▶ WHAT TO PRODUCE:
Quote the records in full and leave their pictures out.

▶ DATASET EXCERPTS:

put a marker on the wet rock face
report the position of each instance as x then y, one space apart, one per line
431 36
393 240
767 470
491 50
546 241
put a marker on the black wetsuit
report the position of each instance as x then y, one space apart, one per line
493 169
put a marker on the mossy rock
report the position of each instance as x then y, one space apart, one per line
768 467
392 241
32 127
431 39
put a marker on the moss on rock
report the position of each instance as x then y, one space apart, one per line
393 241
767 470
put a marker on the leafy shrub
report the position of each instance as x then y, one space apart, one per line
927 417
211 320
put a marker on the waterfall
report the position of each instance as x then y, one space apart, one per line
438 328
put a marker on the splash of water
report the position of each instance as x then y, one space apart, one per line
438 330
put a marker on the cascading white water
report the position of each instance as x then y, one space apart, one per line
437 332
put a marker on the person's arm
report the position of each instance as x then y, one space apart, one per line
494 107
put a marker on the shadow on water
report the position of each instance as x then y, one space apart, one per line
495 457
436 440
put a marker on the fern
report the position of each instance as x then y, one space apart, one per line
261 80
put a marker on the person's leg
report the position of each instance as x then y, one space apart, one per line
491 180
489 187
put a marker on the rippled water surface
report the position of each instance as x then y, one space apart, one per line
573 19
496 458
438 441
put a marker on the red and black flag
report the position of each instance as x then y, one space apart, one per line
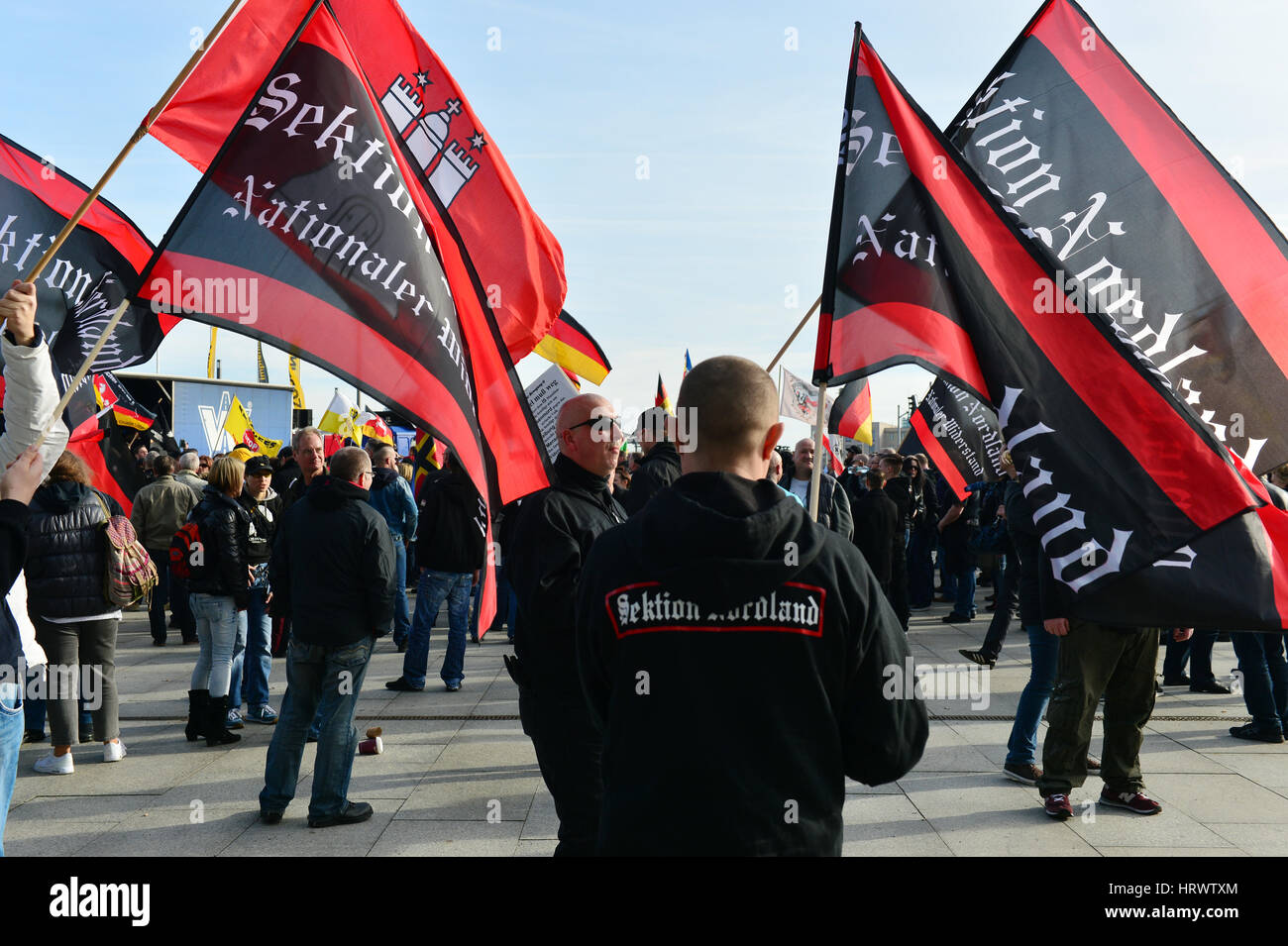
574 349
127 411
94 269
1140 220
310 214
958 434
850 413
923 265
661 398
455 166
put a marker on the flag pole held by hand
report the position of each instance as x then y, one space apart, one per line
793 338
93 196
134 139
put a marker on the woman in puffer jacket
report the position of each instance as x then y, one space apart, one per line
220 587
65 598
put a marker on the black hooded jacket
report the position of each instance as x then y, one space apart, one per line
452 528
333 567
735 657
65 551
658 470
224 528
553 534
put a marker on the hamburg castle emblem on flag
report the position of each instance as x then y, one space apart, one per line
428 139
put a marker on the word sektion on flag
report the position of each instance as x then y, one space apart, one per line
572 348
244 434
95 269
1140 222
958 433
925 265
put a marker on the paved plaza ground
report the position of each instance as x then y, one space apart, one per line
451 760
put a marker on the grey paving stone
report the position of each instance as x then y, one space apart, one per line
171 832
294 838
449 839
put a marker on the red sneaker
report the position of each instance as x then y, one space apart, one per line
1132 800
1059 807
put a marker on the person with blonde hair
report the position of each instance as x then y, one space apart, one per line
75 623
220 587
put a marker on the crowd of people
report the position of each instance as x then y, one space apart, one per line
699 666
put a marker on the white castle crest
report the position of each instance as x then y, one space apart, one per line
428 139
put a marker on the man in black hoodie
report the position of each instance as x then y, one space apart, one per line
661 464
450 554
333 573
552 538
739 658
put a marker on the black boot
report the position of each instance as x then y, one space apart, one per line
217 717
198 701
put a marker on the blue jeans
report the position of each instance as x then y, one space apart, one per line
1265 678
11 742
402 623
253 661
217 632
433 587
323 683
1044 653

▶ THE RESULT:
put a marker on the wet rock face
report the position of each instance as x then y, one space apart, one per line
431 36
393 240
767 470
491 50
546 241
put a marker on the black wetsuit
report the position of each instance as x then y, one space apart, one per line
493 169
put a marker on the mossy rock
report the position of each instance as x then y, one space apart, one per line
768 467
392 241
32 127
431 39
put a marker on the moss on rock
report the position of each instance as x then y, one space apart, one per line
393 241
767 470
put a marker on the leafy shrub
report the position of each instance as x then y, one space apart, one per line
927 417
211 320
put a marker on the waterfall
report the position of each instance as x then y, one space apart, one per line
438 328
put a marker on the splash of water
report the position of each instance as x then y, one space apart, one per line
438 330
put a marker on the cascading white water
report the position of each instance as x then y, one space apart, one per line
437 332
put a marker on the person's arm
report the position of each instance as x then y, one space apart, one per line
494 107
put a marker on the shadow on water
report the position of each instance as x then y, one space apart, one per line
495 457
436 440
put a marker on the fern
report the position of each instance as x then y, one space apart, one per line
261 80
put a marker on the person's leg
report the position of each instance as x then y, one space apart, one per line
491 180
489 187
put a marker on the rippled water surface
report the position of each instance as x then y, one space apart, one per line
573 19
496 458
438 441
put a marker on the red and black flag
report the position of each instance as x then y, one space apart, one per line
574 349
127 411
94 269
1140 220
310 214
958 434
850 413
923 265
661 398
455 166
put a marker on the flag pole held by hand
report the position of each instance as x then y, one space apart, one per line
793 338
93 196
134 139
put a marker on the woman in puffer jacket
report the position of each instance as x then y, one space apart, one per line
220 587
65 598
put a marker on the black hooded jacket
report the position of each instance as x then y, one space apart, one per line
452 528
333 567
735 657
65 551
658 470
224 528
553 534
put a marker on the hamburg castle emblem on flag
report the position of each instance as x then y, one space apart, one per line
428 139
put a marker on the word sektion on flag
report the position of each instance as x then y, one space apart, one per line
572 348
244 434
95 269
1140 222
958 433
925 265
put a marker on the paved plaza ground
report the position of each instance as x then y, one space apart, one per line
451 760
put a marker on the grey paving stone
report the position of each instance as x then y, one space apart, one per line
171 832
294 838
449 839
put a marker on the red sneaker
report the position of each instance as x then y, one space apart, one per line
1132 800
1059 807
put a marker on the person with blonde hair
report the position of each instance as x then y, one space apart, one per line
75 623
220 587
put a marker on the crowd of people
report the position of each instance as x then y, one space apart, one per line
699 666
put a marker on the white castle crest
report the position of each instance as x then y, one space apart, one per line
428 139
put a marker on the man in black hoodie
report the position of each instance as x then y, one space apart, one per line
661 464
450 554
333 573
552 538
739 658
put a marker on the black boot
report the position of each instance as x then y, one space apart, one per line
217 717
198 701
put a marker on the blue jeans
report the position of each instance as x then y, one space apart, one per line
1265 678
11 742
402 623
253 661
217 632
433 587
323 683
1044 653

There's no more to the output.